Object position labeling entries:
□ □ □
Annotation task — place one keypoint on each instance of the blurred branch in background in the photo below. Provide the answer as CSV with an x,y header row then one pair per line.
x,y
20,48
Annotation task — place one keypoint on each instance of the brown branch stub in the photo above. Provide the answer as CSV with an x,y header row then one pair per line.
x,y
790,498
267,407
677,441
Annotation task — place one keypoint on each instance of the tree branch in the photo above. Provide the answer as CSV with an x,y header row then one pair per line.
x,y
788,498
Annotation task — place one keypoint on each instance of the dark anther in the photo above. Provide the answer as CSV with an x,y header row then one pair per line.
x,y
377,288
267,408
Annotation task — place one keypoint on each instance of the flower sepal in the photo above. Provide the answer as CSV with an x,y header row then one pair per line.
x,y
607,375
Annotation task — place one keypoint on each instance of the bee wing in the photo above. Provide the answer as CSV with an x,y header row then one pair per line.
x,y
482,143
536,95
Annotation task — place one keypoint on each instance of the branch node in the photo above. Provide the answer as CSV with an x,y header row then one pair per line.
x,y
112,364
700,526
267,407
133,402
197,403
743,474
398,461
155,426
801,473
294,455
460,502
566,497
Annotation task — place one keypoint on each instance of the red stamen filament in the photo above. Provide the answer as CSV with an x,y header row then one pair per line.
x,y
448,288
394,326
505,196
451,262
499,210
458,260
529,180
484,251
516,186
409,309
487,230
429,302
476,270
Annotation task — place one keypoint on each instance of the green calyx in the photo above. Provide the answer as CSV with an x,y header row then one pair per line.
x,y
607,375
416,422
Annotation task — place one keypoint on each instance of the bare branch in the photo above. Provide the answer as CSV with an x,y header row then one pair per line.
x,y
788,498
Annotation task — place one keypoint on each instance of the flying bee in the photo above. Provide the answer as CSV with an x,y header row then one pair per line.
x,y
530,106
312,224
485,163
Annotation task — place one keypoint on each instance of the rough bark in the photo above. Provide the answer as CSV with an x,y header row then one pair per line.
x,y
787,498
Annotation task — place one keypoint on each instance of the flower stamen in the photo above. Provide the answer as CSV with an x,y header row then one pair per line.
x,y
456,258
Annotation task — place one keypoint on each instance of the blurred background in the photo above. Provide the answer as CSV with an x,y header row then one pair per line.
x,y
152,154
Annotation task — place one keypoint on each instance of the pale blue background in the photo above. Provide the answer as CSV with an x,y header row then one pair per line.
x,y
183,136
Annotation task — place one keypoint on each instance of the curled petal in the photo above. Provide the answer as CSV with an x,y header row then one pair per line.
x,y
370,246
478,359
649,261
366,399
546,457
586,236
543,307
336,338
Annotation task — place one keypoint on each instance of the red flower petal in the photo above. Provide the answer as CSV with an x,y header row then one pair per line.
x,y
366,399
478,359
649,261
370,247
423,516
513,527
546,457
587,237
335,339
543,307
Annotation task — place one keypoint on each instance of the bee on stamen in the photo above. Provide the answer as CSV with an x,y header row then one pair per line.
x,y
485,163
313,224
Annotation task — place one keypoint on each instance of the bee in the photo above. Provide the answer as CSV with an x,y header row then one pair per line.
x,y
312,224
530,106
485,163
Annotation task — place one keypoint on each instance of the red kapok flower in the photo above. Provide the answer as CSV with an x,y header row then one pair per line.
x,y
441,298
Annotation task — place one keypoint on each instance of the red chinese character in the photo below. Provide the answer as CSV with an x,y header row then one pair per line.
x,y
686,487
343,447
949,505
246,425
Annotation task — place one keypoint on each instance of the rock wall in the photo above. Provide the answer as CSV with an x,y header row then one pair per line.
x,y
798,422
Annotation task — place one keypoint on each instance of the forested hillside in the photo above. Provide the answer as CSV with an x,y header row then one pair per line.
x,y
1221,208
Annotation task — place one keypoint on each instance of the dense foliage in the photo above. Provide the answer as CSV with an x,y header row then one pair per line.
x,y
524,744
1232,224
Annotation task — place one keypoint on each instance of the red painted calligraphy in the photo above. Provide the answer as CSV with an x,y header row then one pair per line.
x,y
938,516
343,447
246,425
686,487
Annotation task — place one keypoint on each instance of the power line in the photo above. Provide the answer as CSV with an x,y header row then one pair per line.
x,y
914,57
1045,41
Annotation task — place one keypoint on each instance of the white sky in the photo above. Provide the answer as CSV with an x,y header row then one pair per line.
□ □ □
§ **Exercise prompt**: Repeat, word for word, every line from the line that contains "of the rock" to the end of the entries; include both of those lines and no others.

§ **Full output**:
Annotation task — place one keypoint on each instance of the rock wall in the photo above. Provide the answer as CSV with an x,y header row then one pair per line.
x,y
798,422
Annotation task — place one keypoint on each instance of the forested hillside in the photo above. Provide the answer as CSV with an x,y header row then one pair per line.
x,y
1221,208
Annotation task — place one keypoint on each instance of the dense foliage in the photo above. Provide the answer as CSV with an x,y header row then one pair per line.
x,y
524,744
1232,224
Annotation task — place one keypoint on each instance of the red painted calligraphy in the photo above. Provide the answer as CSV with an x,y header row then one pair per line.
x,y
938,516
343,447
246,425
686,487
Annotation task — place one keypoint on each instance of the power line in the photo above. Provide the answer as CSV with an x,y header row then one pair per line.
x,y
914,57
1045,41
Annotation task — place one keypoint on each instance of the white sky in the photo above. Provide the answer as CSV with an x,y header row then one pair per line.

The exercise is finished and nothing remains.